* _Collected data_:
=======

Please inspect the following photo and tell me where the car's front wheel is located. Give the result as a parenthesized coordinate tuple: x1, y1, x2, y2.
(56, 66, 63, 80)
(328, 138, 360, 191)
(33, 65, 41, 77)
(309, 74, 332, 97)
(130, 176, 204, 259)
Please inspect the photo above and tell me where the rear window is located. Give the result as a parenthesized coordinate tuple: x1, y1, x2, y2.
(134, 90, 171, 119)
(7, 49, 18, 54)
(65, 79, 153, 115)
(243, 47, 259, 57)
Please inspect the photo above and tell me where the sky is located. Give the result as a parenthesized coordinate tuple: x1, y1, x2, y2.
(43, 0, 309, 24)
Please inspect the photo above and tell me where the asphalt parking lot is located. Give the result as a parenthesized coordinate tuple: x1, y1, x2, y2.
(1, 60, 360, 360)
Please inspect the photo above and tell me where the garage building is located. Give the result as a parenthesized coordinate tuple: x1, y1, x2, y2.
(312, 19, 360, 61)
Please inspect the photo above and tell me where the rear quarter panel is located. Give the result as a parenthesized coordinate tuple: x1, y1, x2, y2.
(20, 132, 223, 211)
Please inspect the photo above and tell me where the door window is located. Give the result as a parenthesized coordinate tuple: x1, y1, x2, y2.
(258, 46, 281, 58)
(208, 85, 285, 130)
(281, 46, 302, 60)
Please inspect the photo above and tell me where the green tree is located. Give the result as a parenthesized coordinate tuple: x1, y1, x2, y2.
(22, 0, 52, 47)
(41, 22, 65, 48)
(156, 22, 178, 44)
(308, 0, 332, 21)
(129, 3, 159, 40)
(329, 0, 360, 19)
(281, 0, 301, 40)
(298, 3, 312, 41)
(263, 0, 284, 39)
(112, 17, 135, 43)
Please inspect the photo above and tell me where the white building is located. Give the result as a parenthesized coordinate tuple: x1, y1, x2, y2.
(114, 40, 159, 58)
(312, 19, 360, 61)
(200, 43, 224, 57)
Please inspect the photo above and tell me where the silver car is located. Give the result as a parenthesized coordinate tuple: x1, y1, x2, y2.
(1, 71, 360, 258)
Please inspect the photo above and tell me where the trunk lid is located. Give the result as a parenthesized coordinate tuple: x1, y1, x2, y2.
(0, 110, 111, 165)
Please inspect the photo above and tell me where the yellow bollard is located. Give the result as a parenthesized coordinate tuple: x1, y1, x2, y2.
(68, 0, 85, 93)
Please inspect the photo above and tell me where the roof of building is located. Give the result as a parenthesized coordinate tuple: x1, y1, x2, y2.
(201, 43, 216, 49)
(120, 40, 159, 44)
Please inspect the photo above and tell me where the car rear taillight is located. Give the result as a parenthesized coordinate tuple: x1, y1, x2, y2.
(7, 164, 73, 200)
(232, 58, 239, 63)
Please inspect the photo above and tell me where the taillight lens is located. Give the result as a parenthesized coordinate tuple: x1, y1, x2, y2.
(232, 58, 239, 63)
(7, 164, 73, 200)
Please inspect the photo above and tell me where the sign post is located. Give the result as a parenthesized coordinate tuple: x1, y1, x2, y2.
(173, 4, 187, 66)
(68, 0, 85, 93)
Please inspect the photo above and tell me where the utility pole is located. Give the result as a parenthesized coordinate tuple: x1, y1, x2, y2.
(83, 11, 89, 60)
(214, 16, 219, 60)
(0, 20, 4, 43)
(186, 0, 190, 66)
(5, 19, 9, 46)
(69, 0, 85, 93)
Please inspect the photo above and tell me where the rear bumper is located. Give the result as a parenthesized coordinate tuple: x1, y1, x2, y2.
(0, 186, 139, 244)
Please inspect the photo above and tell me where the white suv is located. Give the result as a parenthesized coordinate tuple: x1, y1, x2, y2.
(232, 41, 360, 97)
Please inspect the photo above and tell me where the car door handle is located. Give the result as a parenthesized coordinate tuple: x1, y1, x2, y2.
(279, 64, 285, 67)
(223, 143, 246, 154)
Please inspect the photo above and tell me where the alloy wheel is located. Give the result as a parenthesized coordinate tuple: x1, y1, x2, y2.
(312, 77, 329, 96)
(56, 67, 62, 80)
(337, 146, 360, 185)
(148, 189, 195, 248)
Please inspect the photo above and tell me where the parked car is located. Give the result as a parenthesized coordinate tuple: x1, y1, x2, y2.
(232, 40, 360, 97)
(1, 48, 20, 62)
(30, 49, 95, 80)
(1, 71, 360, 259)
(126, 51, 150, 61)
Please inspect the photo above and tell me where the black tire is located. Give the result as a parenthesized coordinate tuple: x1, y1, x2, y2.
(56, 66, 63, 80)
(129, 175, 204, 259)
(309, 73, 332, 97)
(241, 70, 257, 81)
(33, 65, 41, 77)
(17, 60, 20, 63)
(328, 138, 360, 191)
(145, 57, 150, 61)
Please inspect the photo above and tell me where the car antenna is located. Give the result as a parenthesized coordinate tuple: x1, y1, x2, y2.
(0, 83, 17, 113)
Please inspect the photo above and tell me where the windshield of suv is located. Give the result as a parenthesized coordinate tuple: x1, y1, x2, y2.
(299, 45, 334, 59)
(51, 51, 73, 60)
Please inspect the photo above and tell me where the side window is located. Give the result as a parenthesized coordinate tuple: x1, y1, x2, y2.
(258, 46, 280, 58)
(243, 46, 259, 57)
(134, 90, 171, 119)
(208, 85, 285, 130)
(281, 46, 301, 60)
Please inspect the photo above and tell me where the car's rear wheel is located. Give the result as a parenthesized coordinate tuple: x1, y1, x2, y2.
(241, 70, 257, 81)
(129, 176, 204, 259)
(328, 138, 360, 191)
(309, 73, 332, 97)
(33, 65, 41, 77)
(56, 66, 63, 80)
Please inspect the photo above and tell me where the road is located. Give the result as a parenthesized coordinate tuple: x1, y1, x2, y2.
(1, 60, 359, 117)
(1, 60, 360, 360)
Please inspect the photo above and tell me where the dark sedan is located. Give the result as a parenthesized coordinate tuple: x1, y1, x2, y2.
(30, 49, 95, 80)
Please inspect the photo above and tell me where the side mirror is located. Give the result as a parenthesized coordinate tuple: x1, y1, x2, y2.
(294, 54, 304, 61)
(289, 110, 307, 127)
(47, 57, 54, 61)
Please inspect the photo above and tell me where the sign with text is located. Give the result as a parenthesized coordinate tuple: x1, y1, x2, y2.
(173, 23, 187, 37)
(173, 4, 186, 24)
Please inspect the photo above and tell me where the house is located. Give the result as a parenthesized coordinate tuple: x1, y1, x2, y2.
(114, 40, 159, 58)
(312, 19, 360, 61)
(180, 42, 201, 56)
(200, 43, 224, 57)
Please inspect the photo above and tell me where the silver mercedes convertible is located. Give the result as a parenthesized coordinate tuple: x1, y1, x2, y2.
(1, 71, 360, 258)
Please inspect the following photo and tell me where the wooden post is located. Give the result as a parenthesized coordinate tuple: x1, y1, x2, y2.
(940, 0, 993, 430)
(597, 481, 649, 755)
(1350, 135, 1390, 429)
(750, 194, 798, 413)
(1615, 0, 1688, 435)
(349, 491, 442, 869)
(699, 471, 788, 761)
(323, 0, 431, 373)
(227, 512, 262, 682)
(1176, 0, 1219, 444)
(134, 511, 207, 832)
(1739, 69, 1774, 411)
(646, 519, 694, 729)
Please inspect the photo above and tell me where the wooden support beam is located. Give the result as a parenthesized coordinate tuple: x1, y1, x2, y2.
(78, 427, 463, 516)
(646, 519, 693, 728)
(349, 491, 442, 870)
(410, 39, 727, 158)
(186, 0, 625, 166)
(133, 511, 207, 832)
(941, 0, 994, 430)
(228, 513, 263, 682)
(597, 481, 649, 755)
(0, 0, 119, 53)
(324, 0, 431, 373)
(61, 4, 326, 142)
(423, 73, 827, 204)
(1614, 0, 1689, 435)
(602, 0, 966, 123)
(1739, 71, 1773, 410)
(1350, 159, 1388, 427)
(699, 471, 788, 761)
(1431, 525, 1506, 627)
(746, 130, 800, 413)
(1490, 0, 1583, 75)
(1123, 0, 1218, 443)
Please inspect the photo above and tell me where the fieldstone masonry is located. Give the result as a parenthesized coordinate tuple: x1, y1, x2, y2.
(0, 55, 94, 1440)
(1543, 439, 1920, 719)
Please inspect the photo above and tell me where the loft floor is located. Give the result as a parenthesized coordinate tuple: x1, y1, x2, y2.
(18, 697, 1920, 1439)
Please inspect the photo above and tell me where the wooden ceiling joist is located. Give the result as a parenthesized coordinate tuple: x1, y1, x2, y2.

=======

* _WORK TO COMPLETE_:
Every line from the one that has "Please inspect the photo above and tell me where the house" down to the last line above must be written out exactly, with both ends included and nothing else.

* _RESPONSE TO THIS TASK_:
Please inspect the photo above and tell me where the house is located. Give the result as a parenthesized coordinate tuple: x1, y1, x2, y2.
(114, 40, 159, 58)
(312, 19, 360, 61)
(180, 42, 201, 56)
(200, 43, 224, 57)
Please inspect the photo above and tell me where the silver mercedes convertible is located. Give the result as a parenthesized coordinate tuple: x1, y1, x2, y2.
(1, 71, 360, 258)
Please inspect the following photo and tell me where the wooden post is located. Give the result as a parenthesized coordinate tuple: x1, y1, x2, y2.
(940, 0, 993, 430)
(597, 481, 649, 755)
(1350, 135, 1390, 429)
(750, 194, 798, 413)
(1615, 0, 1688, 435)
(349, 491, 442, 869)
(699, 471, 788, 761)
(323, 0, 431, 373)
(227, 512, 262, 682)
(1176, 0, 1219, 444)
(134, 511, 207, 832)
(1739, 69, 1774, 411)
(646, 519, 694, 729)
Please inspect the photo above and tell me where the wooden support beam is located. Give the result as a parenthesized coordinate tuple: x1, y1, x2, y2.
(78, 427, 463, 516)
(646, 519, 693, 728)
(349, 491, 442, 870)
(410, 39, 727, 158)
(186, 0, 625, 166)
(133, 511, 207, 832)
(941, 0, 994, 430)
(228, 513, 263, 682)
(597, 481, 649, 755)
(0, 0, 119, 53)
(324, 0, 431, 373)
(61, 4, 326, 142)
(423, 73, 827, 204)
(1614, 0, 1689, 435)
(602, 0, 966, 123)
(1739, 71, 1773, 410)
(1350, 159, 1388, 427)
(699, 471, 788, 761)
(1431, 525, 1506, 627)
(746, 130, 800, 413)
(1490, 0, 1583, 75)
(1123, 0, 1218, 443)
Please inspect the photo above and tell me where the fieldstone masonry is located. Give the result as a parenthesized coordinate tuple: x1, y1, x2, y2.
(0, 55, 94, 1440)
(1543, 439, 1920, 719)
Please inspect the photo above and tell me where the loft floor is located. Give the result as a parenthesized coordinate tuple: x1, y1, x2, y2.
(18, 697, 1920, 1439)
Please inspect the photo above and tell me where the wooden ceiling joist is located. Give the result as a parenthesized coordinate tuple: x1, y1, x2, y2.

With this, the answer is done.